Written task 1:
Decide whether each statement below agrees with the essay about good lighting. For each, answer yes or no and quote the words from the essay that settle it.
(a) The cottage is in Maine.
(b) Michelle was sitting in an Adirondack chair.
(c) The talk with Michelle took place on a warm July evening.

Source passage:
(begin)
Good Lighting
Our cottage
in Maine is not so much appointed with furniture as it is with light. The sunrise paints great blocks of yellow
rectangles and sunset’s final kiss leaves a rosy blush at the end of the day,
which is generally when I ask Paul to take my picture. The light is gentler then and as the years progress,
I have begun to appreciate good lighting.
If there is
anyone else who appreciates good lighting, it is our utility company. Paul has completed no end of “lighting
projects”. Seems there isn’t a spot that
could not benefit from a little more illumination; the space above and below
the kitchen cabinets, the area behind the TV, the wall above the sofa and even the
margin below our bed. Dark corners don’t
stand a chance in our home. When I say that Paul lights up my life, I mean it
quite literally.
On a recent
cool September evening as we sat by the communal fire pit, our neighbor
Michelle leaned back in her Adirondack chair, warmed from the fire as much as from
a glass of wine and mused out loud, “We just love looking up at your cottage;
it always has such a nice glow with all of those open windows.” She paused and smiled while gazing into the
fire and then added, “By the way, where did you get that dresser in your
bedroom?”
(end)
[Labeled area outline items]
(begin)
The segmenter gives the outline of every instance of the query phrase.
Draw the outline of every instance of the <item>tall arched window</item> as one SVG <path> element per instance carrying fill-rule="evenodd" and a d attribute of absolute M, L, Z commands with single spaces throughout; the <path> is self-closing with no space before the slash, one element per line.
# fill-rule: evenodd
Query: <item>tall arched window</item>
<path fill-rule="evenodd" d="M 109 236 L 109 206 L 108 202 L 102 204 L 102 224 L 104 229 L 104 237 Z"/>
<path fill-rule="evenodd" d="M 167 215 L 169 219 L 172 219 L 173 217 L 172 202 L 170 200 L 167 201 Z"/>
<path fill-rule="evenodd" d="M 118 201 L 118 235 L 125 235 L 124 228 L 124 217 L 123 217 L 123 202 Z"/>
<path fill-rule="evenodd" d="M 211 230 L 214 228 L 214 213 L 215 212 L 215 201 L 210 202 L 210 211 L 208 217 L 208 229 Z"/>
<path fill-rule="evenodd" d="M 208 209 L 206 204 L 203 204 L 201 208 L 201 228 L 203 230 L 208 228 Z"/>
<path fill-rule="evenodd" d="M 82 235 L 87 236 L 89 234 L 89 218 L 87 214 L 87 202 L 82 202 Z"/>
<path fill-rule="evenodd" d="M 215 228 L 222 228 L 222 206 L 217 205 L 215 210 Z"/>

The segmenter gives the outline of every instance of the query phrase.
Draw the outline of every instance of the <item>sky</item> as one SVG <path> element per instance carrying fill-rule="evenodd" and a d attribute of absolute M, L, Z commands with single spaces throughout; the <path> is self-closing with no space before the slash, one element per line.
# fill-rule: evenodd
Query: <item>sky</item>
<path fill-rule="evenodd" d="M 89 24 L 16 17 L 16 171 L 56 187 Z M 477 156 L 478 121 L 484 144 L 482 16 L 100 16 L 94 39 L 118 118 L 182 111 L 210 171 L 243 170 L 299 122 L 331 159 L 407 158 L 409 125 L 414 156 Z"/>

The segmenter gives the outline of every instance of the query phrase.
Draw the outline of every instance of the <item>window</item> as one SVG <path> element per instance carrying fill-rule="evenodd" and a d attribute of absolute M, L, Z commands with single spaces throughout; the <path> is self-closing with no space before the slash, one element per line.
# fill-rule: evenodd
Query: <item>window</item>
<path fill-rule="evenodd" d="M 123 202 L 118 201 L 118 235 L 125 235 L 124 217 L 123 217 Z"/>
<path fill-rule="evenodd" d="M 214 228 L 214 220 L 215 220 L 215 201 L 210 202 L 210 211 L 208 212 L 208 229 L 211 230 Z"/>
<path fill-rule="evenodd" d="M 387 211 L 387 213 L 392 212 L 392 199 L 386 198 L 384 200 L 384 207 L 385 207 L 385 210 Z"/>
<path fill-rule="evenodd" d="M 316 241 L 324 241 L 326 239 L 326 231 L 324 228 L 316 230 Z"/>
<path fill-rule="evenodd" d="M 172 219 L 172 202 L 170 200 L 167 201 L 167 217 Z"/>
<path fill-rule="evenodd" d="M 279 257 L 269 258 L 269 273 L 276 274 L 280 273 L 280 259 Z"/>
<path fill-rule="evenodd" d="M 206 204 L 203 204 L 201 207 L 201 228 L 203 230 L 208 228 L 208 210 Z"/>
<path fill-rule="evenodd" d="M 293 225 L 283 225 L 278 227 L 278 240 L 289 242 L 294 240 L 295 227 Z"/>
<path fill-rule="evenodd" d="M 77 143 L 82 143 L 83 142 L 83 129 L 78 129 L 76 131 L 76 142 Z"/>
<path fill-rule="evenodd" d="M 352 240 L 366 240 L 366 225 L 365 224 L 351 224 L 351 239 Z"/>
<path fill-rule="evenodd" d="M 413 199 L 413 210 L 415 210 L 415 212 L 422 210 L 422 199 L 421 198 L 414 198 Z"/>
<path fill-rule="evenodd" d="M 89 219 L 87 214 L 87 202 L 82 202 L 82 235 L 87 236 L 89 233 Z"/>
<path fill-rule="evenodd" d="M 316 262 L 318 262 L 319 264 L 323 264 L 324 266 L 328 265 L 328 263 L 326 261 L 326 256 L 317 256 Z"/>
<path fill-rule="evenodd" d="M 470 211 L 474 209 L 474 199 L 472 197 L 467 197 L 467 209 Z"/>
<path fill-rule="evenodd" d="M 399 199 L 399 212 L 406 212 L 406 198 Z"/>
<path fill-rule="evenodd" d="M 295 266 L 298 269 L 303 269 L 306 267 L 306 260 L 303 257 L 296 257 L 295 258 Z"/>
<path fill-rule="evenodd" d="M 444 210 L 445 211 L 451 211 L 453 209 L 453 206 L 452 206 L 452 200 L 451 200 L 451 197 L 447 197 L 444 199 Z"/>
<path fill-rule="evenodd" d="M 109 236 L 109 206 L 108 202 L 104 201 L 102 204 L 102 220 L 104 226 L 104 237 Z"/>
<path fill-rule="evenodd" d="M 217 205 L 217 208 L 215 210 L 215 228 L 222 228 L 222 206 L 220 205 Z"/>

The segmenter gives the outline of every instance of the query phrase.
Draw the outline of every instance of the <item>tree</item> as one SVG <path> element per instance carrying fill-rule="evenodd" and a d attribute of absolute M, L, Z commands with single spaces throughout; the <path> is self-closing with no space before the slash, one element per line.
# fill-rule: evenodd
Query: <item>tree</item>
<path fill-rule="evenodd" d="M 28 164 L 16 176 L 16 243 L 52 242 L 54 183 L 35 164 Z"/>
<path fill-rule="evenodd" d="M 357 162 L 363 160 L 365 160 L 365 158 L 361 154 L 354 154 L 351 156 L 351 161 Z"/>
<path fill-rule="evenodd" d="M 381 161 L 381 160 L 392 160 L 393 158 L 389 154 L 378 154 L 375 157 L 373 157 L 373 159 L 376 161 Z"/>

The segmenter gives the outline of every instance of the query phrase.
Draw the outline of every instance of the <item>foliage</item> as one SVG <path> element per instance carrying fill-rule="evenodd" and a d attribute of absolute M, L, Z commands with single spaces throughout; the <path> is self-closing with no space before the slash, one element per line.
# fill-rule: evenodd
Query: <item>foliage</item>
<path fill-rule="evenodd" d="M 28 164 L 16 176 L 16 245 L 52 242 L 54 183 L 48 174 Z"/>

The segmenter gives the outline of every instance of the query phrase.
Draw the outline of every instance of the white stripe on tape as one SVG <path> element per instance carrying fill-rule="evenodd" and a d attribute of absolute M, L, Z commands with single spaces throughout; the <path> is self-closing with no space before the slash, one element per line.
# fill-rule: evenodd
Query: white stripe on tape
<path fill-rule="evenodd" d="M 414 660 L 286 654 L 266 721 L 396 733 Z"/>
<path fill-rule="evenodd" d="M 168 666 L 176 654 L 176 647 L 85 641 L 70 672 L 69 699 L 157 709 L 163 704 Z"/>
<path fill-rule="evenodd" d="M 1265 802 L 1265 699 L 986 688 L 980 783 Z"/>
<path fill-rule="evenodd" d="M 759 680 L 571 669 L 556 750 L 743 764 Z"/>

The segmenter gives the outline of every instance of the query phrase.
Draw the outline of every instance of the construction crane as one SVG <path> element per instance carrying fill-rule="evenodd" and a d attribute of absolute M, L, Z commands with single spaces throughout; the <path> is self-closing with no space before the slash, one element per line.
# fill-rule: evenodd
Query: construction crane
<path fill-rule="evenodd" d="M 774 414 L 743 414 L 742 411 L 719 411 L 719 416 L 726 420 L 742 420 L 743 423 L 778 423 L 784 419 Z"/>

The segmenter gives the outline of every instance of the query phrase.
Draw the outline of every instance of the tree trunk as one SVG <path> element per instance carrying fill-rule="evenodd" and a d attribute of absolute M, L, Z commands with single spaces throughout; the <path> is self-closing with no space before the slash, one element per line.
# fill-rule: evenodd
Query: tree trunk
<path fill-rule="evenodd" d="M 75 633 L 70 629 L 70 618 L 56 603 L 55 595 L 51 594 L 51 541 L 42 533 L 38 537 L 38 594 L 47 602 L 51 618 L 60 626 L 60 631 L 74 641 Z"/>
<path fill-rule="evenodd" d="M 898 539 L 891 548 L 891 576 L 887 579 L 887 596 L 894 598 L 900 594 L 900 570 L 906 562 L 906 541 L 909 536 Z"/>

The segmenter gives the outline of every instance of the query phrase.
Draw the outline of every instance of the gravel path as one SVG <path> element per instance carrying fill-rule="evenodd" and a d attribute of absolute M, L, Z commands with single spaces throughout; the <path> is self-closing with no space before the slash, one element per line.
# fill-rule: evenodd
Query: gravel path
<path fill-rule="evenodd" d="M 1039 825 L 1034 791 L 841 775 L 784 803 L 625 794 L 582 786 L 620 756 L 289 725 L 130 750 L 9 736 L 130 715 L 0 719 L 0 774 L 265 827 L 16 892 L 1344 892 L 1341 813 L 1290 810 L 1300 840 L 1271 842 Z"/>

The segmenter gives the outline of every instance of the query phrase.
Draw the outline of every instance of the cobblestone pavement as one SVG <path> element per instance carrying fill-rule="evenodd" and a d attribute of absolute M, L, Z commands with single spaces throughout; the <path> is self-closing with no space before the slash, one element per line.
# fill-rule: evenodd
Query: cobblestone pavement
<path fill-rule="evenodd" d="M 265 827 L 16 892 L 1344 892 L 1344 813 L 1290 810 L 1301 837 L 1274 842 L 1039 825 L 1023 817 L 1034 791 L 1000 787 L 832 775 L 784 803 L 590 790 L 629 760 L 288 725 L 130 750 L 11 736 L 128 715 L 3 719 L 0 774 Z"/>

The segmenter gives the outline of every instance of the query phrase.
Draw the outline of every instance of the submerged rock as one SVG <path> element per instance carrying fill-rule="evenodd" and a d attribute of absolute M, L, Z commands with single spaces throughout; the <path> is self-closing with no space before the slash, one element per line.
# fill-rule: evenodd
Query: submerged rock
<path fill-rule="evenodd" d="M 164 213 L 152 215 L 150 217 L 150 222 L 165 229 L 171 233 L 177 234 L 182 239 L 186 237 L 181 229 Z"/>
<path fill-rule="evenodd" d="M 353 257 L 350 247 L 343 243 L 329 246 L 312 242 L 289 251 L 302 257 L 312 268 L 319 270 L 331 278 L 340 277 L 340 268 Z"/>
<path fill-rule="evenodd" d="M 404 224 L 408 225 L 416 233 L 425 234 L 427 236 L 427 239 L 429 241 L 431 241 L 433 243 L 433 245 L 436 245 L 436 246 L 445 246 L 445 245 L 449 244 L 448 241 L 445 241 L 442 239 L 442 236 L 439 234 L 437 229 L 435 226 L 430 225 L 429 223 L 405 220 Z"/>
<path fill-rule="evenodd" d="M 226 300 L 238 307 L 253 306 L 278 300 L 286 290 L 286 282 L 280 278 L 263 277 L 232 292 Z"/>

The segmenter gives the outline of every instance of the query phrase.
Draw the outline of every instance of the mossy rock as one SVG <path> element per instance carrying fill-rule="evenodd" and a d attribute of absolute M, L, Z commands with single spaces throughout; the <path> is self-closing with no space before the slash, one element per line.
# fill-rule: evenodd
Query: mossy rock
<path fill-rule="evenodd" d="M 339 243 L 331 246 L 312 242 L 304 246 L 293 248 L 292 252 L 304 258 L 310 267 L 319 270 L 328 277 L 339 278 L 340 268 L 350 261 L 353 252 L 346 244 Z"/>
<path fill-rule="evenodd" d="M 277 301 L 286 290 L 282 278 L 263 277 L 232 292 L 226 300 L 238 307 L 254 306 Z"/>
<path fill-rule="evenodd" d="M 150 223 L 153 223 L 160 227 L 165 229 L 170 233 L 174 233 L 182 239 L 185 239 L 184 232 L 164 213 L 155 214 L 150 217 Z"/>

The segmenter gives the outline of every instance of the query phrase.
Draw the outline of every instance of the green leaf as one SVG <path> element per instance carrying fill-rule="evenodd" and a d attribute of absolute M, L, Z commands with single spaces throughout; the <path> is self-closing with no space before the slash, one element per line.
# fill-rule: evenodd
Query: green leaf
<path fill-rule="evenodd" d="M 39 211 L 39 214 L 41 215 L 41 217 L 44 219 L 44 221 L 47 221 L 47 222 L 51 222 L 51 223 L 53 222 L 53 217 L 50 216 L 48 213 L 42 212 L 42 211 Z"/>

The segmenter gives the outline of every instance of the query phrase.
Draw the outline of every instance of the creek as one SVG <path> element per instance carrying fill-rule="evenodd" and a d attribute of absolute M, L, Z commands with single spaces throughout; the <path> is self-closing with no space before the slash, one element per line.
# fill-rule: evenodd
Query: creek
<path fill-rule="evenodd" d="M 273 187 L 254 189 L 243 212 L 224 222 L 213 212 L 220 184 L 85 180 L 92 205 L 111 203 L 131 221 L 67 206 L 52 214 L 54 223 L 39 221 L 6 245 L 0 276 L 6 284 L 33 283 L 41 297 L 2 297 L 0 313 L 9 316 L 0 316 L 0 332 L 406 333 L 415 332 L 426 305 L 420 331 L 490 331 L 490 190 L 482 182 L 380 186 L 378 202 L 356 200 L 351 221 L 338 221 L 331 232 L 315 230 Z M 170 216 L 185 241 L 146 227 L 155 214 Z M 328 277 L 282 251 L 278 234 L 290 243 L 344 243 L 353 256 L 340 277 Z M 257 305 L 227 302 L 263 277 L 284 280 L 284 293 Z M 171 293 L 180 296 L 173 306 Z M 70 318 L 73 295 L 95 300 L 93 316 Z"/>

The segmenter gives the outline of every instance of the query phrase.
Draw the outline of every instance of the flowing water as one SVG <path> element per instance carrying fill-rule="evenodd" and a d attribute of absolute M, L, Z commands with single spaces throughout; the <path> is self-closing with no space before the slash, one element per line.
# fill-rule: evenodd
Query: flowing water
(end)
Written task 2:
Give the number of lines in the listing above that contain the string "arched", where case counts. Reply with the number alone.

Exercise result 1:
(a) Yes: "Our cottage in Maine"
(b) Yes: "Michelle leaned back in her Adirondack chair"
(c) No: "On a recent cool September evening"

Exercise result 2:
2